BAGIAN DOKUMEN —
----
Tetapi sebuah analisis New York Times terkait kode perangkat lunak itu menemukan bahwa sistem tersebut lebih dari untuk memutuskan secara real time apakah seseorang memiliki resiko penularan. Ternyata sistem tersebut juga membagikan informasi kepada polisi, meletakkan sebuah model untuk bentuk-bentuk baru kontrol sosial otomatis yang dapat bertahan lama setelah epidemi mereda.
Alipay Health Code, sebagaimana media resmi China menyebut sistem itu, pertama kali diperkenalkan di kota Hangzhou bagian timur -sebuah proyek oleh pemerintah setempat dengan bantuan Ant Financial, perusahaan saudara dari raksasa e-commerce Alibaba.
Orang-orang di China mendaftar melalui aplikasi dompet populer Ant, Alipay, dan diberi kode warna – hijau, kuning atau merah – yang menunjukkan status kesehatan mereka. Sistem ini sudah digunakan di 200 kota dan diluncurkan secara nasional, kata Ant.
Baik perusahaan maupun pejabat China tidak menjelaskan secara terperinci bagaimana sistem mengklasifikasikan orang. Sehingga menyebabkan ketakutan dan kebingungan diantara mereka yang diperintahkan untuk mengisolasi diri mereka sendiri.
----
LATIHAN SINGKAT — Lanjutkan tulisan tentang Alipay Health Code di China setelah kalimat terakhirnya.

KUMPULAN DATA —
----
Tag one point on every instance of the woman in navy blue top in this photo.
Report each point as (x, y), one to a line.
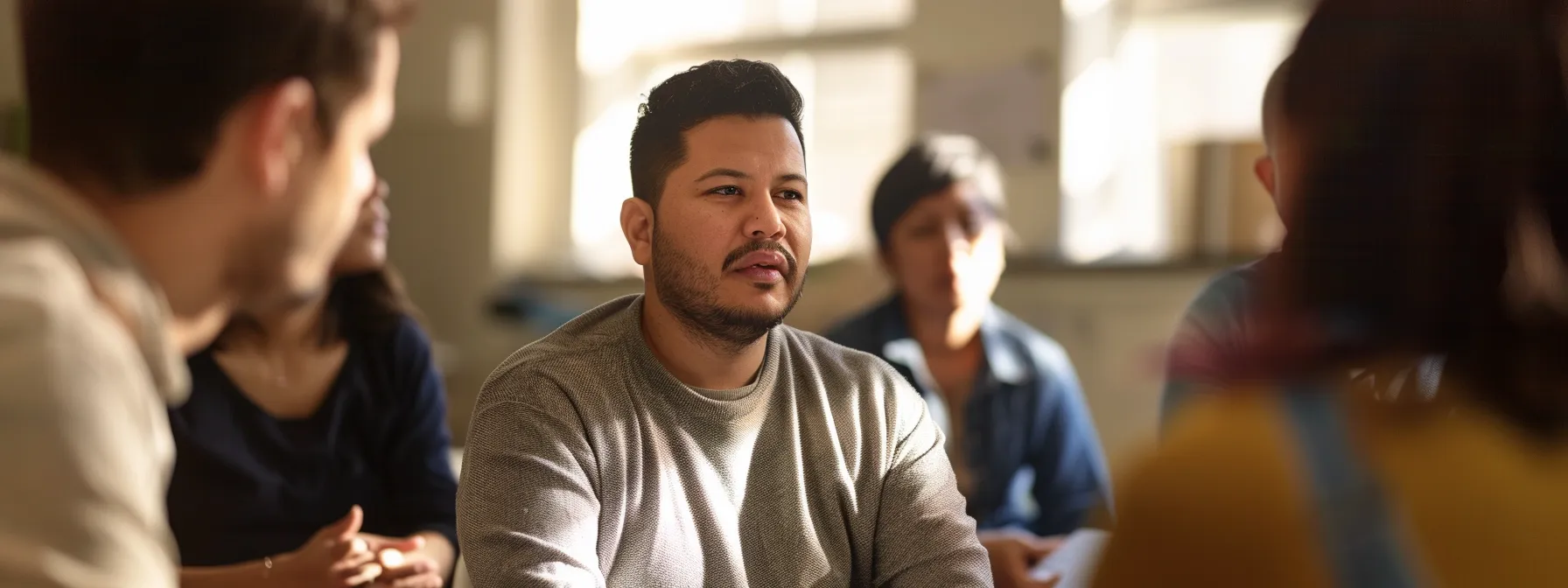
----
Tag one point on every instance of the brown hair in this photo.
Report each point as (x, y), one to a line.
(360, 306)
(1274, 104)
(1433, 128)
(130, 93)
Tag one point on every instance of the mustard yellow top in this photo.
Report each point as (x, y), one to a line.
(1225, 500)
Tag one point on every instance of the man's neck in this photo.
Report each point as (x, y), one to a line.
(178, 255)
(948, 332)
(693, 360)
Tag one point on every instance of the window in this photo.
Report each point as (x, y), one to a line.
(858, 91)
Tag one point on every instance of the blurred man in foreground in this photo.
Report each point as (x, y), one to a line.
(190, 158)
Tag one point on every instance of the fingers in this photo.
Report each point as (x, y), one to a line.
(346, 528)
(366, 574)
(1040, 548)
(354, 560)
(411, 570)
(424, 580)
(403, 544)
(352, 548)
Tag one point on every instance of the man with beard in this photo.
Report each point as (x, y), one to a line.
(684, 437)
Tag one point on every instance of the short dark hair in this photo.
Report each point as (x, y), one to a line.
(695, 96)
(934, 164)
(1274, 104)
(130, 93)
----
HASIL AKHIR —
Pembagian data pribadi dengan pihak berwenang semakin mengikis garis tipis yang memisahkan para raksasa teknologi Tiongkok dari pemerintah Partai Komunis.
Analisis New York Times menemukan bahwa tidak lama setelah seorang pengguna memberikan akses perangkat lunak itu pada data pribadi, sepotong program berlabel “reportInfoAndLocationToPolice” mengirim lokasi, nama kota dan nomor kode identifikasi orang tersebut ke server. Perangkat lunak itu tidak menjelaskan kepada para pengguna hubungannya dengan polisi. Namun menurut kantor berita Xinhua, milik pemerintah China, dan sebuah akun sosial media resmi polisi, otoritas penegak hukum adalah mitra penting dalam pengembangan sistem.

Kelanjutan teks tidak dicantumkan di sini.